QUOTED PASSAGE ->
------------

E3 08: Bionic Commando hands-on


First things first: Chad did a damn fine writeup of his impressions of the new Bionic Commando at GDC, and Capcom has a similar build here at E3. The major difference between the two builds is a simple, but incredibly important one: the one at E3 was playable for everyone.

And I played it. 

I’d highly suggest reading Chad’s article for a quick summary of the actual events of the demo (there’s a really awesome explosion!).

After you’re done with that, hit the jump to hear the impressions of a man who has never spent more than thirty minutes playing the original Bionic Commando, hated Lost Planet, and has a very tenuous grasp on grappling hook physics.

As I said, I’ve not spent a significant amount of time with the original Bionic Commando, so my understanding of how the game “should” feel to an oldschool fan of the series is pretty much nonexistent.

I did play Lost Planet, however, so I at least know how grappling hooks shouldn’t feel. 

Again, my demo took pretty much the exact structure of the one Chad played: there’s a great looking explosion on a street, then a lot of grappling, then some shooting of random baddies and ultimately a fight against a helicopter.

The bionic arm is a bit difficult to get a hold of, at first. It works pretty much like you’d expect it to (left trigger attaches, your momentum determines your speed and jump length), but certain mechanics like ziplining or climbing a wall by jumping up the rope (think of it as reverse-rappelling) took a few minutes to really grasp.

------------

INFORMATION PROVIDED ->
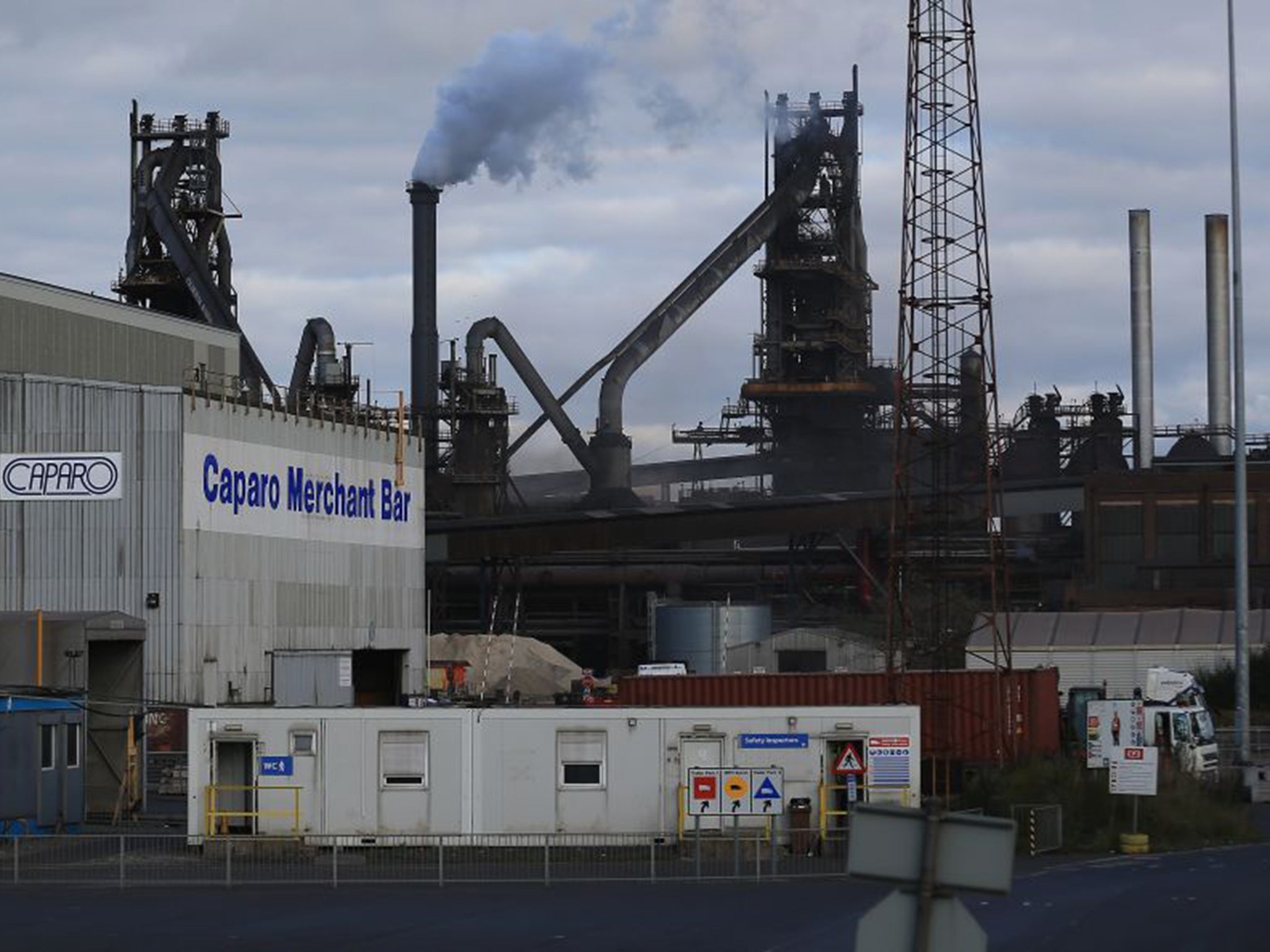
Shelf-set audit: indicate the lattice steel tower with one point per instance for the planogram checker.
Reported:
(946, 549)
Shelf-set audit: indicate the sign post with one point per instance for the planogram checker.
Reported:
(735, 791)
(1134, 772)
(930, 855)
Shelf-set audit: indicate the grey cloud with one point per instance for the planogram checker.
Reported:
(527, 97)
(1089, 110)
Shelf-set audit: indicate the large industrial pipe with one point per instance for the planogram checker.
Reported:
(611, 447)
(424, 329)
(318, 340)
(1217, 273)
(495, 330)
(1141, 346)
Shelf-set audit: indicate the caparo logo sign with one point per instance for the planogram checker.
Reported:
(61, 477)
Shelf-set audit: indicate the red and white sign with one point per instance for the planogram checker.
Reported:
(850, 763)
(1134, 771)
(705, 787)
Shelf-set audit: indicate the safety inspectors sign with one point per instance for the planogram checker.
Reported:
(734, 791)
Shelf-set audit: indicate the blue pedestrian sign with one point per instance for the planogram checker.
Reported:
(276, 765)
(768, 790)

------------

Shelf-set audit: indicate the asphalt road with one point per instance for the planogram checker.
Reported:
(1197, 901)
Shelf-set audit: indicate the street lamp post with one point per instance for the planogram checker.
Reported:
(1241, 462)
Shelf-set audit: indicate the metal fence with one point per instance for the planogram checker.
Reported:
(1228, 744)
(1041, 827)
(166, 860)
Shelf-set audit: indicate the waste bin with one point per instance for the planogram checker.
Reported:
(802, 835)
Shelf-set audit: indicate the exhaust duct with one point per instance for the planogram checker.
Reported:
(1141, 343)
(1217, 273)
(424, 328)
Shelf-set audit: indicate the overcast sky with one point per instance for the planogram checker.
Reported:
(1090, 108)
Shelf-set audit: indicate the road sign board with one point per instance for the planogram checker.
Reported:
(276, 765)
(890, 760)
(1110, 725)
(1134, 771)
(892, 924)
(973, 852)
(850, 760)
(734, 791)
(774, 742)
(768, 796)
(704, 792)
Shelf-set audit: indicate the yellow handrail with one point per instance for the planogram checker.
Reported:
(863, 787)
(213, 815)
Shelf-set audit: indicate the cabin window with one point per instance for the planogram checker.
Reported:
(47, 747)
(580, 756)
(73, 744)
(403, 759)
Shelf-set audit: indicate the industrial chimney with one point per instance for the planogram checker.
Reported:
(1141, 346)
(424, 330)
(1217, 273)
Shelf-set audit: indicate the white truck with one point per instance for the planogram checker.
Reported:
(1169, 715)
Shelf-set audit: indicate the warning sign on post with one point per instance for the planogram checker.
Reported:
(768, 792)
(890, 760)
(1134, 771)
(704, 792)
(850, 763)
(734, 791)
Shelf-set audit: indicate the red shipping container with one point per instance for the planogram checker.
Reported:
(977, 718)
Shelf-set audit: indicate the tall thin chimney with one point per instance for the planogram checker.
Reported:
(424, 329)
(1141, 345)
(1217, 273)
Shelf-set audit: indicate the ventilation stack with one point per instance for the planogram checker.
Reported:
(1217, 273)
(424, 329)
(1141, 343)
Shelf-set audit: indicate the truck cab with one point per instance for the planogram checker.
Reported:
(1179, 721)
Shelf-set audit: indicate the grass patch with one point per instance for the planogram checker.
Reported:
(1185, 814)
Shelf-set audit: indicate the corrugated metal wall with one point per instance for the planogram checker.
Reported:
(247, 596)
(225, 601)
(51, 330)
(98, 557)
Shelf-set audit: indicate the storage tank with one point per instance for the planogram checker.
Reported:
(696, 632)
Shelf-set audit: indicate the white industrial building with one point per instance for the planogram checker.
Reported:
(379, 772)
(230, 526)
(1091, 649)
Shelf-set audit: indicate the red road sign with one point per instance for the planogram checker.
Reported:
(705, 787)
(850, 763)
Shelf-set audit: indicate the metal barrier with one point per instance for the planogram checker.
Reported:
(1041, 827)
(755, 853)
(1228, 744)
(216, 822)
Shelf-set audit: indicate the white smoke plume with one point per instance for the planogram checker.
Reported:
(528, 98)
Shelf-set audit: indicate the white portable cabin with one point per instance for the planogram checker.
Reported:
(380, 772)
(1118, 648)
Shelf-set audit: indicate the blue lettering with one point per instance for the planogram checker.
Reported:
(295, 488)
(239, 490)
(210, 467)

------------

In the Bionic Commando hands-on, what does the demo end with? This material has no connection to the Bionic Commando hands-on.

SOLUTION TO THIS PROBLEM ->
A fight against a helicopter.